[Records supplied — start]
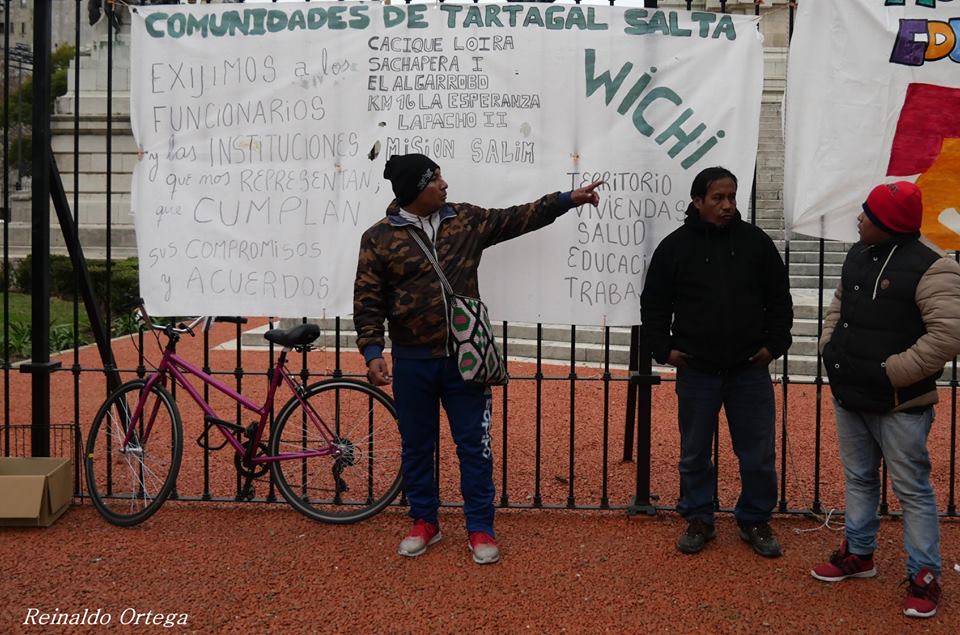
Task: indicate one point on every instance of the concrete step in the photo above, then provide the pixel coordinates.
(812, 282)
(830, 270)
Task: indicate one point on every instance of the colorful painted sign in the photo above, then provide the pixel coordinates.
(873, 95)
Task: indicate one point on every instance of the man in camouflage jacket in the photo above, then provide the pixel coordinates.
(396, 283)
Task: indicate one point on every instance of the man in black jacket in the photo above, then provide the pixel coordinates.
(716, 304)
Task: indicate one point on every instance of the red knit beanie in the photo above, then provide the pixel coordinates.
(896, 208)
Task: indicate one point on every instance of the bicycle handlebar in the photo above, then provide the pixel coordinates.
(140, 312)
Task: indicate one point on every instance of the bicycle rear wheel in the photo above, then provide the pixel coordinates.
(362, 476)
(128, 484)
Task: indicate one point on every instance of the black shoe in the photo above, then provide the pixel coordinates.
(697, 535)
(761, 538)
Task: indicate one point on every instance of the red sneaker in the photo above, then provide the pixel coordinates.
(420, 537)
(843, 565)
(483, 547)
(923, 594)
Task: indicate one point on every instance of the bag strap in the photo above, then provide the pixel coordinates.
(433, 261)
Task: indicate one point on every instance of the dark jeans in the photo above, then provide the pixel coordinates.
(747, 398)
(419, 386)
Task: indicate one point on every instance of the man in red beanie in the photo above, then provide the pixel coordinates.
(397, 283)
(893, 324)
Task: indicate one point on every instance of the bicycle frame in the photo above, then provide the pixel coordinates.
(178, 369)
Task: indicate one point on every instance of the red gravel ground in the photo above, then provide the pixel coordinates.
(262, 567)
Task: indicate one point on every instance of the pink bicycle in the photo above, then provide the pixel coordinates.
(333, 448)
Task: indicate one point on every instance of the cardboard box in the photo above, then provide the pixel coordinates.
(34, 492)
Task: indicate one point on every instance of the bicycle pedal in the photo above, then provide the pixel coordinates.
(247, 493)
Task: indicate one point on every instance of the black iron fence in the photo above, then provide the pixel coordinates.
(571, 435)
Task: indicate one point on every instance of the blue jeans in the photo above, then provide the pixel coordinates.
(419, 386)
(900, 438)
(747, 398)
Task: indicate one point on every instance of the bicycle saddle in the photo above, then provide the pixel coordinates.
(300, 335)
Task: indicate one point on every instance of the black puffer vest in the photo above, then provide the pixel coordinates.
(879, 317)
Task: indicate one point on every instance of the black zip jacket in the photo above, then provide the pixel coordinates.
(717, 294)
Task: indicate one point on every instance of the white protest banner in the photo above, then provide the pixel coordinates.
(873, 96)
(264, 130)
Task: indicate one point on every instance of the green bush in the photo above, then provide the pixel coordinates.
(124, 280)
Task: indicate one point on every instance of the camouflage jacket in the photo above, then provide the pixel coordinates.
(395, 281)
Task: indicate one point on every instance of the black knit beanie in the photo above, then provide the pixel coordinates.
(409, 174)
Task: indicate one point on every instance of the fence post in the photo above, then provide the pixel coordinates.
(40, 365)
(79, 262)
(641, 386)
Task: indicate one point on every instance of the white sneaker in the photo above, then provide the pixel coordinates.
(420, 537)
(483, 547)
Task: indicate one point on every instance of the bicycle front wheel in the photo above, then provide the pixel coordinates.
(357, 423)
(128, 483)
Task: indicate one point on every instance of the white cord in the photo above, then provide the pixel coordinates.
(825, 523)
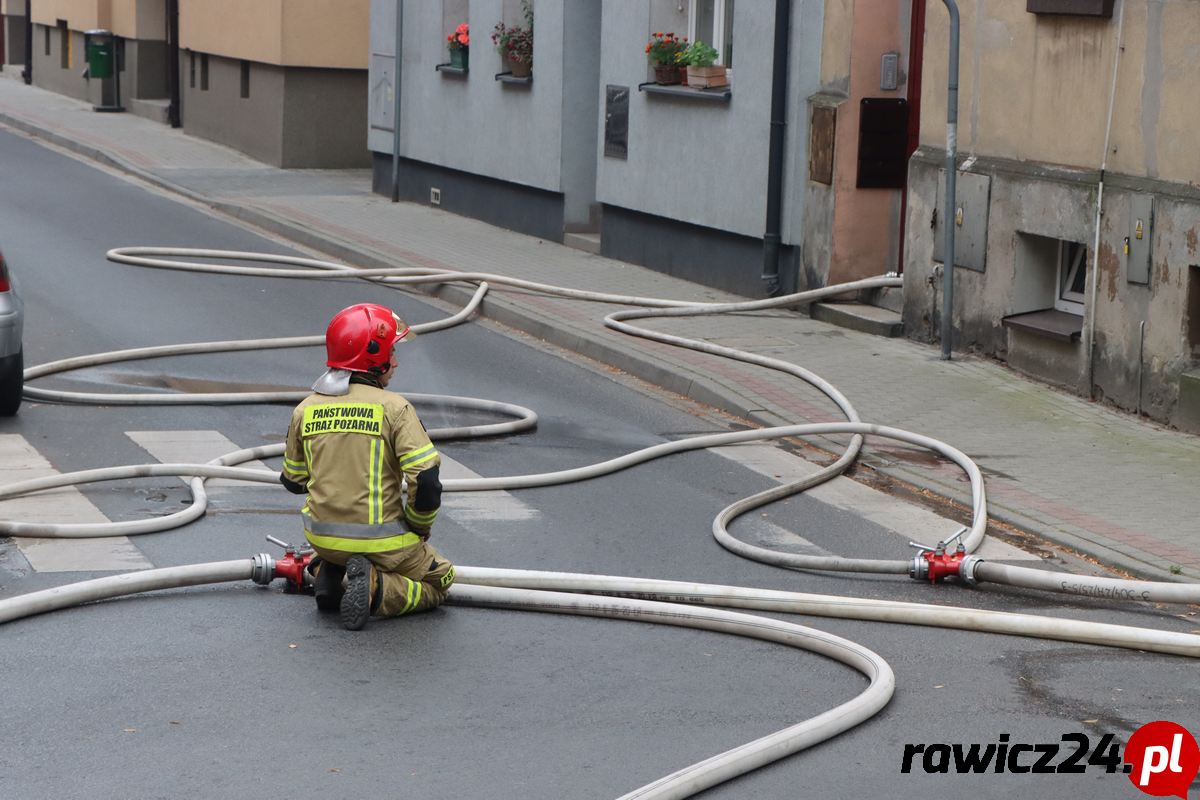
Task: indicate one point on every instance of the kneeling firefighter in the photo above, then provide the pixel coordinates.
[Records supplied — finish]
§ **Work task**: Please transcribe each entry exactly, but skip any picture it holds.

§ **Worked solution**:
Task: indicate one point on every instance of the concrete step in the photo above, then provide the pixel coordinates.
(812, 282)
(830, 270)
Task: indicate one point on every instance of the colorful painted sign in the photo above, then provide the pixel coordinates.
(873, 95)
Task: indicate one point on every instance of the man in camouflage jacket in the photo above, then provide the pixel coordinates.
(396, 283)
Task: indicate one point on every instance of the man in black jacket in the photo above, then provide the pixel coordinates.
(716, 304)
Task: indicate one point on every instance of the red knit beanie in the photo above, then provide the pixel coordinates.
(896, 208)
Task: indicate one point on every instance of the bicycle handlebar in the photo above, then provide the pixel coordinates.
(140, 312)
Task: indicate one point on every instance of the bicycle rear wheel in the photo above, then provide the pixel coordinates.
(362, 476)
(128, 484)
Task: indicate one point on every instance of the black shoe in the photo above, then provide the pixel coordinates.
(697, 535)
(761, 538)
Task: indicate one point on every instance of the red sneaker in the photo above, then provide the pixel coordinates.
(420, 537)
(843, 565)
(483, 547)
(923, 594)
Task: indicate one point on every instance of the bag strap in the photo above, then provide the pixel coordinates.
(433, 261)
Task: indicate one point on every instance of the dark jeans in the photo above, then provide the pixel coordinates.
(747, 398)
(419, 386)
Task: indicate one point on every instance of the man in red beanie in the photo above, then provide the pixel coordinates.
(397, 283)
(893, 324)
Task: indicate one point on every instance of the bicycle frame in the photo above, then provide the pixel coordinates.
(178, 369)
Task: indicate one point on every instance of the red gravel ground in the photo above, then provide the pixel coordinates.
(262, 567)
Task: indicate one point on every instance of the pink bicycle in the photo above, then provide the pixel coordinates.
(333, 448)
Task: indicate one point on every instance of the cardboard box in the photo above, then provide the pixel coordinates.
(34, 492)
Task: indicate one point on every instance of the bicycle pedal in the photo above, then provide the pixel coordinates.
(247, 493)
Task: indicate one point on every instance of the black iron fence in the photo above, then provide the pixel coordinates.
(571, 435)
Task: indicate one point on every instance of the blue jeans in the photo above, then provide the pixel coordinates.
(419, 386)
(900, 438)
(747, 398)
Task: indicate one point on every instance of the bicycle saddle in the photo above, then provide the pixel coordinates.
(300, 335)
Task: indicate one point on every instance of the black puffer vest in the photo above, then provide the pixel coordinates.
(879, 317)
Task: indicate one point on every instance of the black zip jacket in the photo above, then provide the pixel coordinates.
(717, 294)
Task: indicate one point on every instance of the white protest banner in the photo above, then provide the pixel coordinates.
(873, 96)
(264, 130)
Task: indicate one point on every instance of the green bush in the photo above, then provide the pixel coordinates.
(124, 280)
Task: indicate one point on every instance of the camouflage jacket in the photo above, then provide the pixel coordinates.
(395, 281)
Task: indicate one point on every instance of the black knit beanie in the photo above, then provide the pixel coordinates.
(409, 174)
Task: indicate one point on every instance of the fence post in the photo above, then provide the pixel coordinates.
(40, 365)
(79, 262)
(641, 386)
Task: indicate one point on every instance of the white sneaker in the photo above, then provide the pixel coordinates.
(420, 537)
(483, 547)
Task: indicate one point on every instance of the bicycle front wheel in the photo above, then provide the pixel coordinates.
(357, 423)
(128, 483)
Task: indicate one point on every instance of the white cord in the photo above, then provide the pixel coordinates.
(825, 523)
Task: indicate one point on every instance of the kneeling firefighter in the photo above, then provide the pixel coordinates.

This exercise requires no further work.